#### TASK GOAL
Print, without alteration, the portion of the report on Schalke's second-division title between "The title, the" and "later this week.", inclusive.

It lacked the drama of Saturday night’s Bundesliga fixture, but it did not lack the emotions. Schalke 04 beat 1.FC Nürnberg 2-1 at the Max-Morlock-Stadion to secure the 2.Bundesliga title. A bonus to securing promotion to the Bundesliga one week earlier.

The title, the final direct promotion spot, and the relegation spot were still to be decided on Sunday. Schalke needed just a draw to secure the first, and second-placed Werder, who needed just a point to finish second got the job done against Jahn Regensburg. Hamburger SV finished third after beating Hansa Rostock 3-2. Hamburg now faces Hertha Berlin in the relegation playoffs later this week.

But Schalke and Werder got to party on Sunday. In Nürnberg, thousands of fans flooded the pitch of the Max-Morlock-Stadion to celebrate the title celebrations—the Deutsche Fußball Liga (DFL), which governs the first and second division hands out a mini-Meisterschale to the second division winner. Schalke fans will be pleased with the silverware—the club’s management will be more interested in the $1 million the champions will receive for winning the title.

The pandemic and relegation from the Bundesliga hit Schalke hard. The club had accumulated over $200 million in debt and faced severe financial difficulties when the league had to shut down due to the pandemic in the spring of 2020.

It was because of clubs like Schalke and Werder that the Bundesliga came up with a restart plan amidst the darkest days of the pandemic. The league was the first major league to return after sport came to a complete standstill in March 2020.

#### INFORMATION GIVEN
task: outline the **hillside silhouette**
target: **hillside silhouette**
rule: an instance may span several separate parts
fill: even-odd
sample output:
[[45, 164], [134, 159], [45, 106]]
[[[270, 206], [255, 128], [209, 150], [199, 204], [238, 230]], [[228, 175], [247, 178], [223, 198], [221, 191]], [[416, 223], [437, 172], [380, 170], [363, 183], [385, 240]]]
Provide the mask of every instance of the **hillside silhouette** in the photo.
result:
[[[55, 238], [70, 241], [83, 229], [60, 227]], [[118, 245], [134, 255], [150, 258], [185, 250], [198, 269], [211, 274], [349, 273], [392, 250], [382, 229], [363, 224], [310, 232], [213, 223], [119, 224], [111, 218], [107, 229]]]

#### YOUR RESPONSE
The title, the final direct promotion spot, and the relegation spot were still to be decided on Sunday. Schalke needed just a draw to secure the first, and second-placed Werder, who needed just a point to finish second got the job done against Jahn Regensburg. Hamburger SV finished third after beating Hansa Rostock 3-2. Hamburg now faces Hertha Berlin in the relegation playoffs later this week.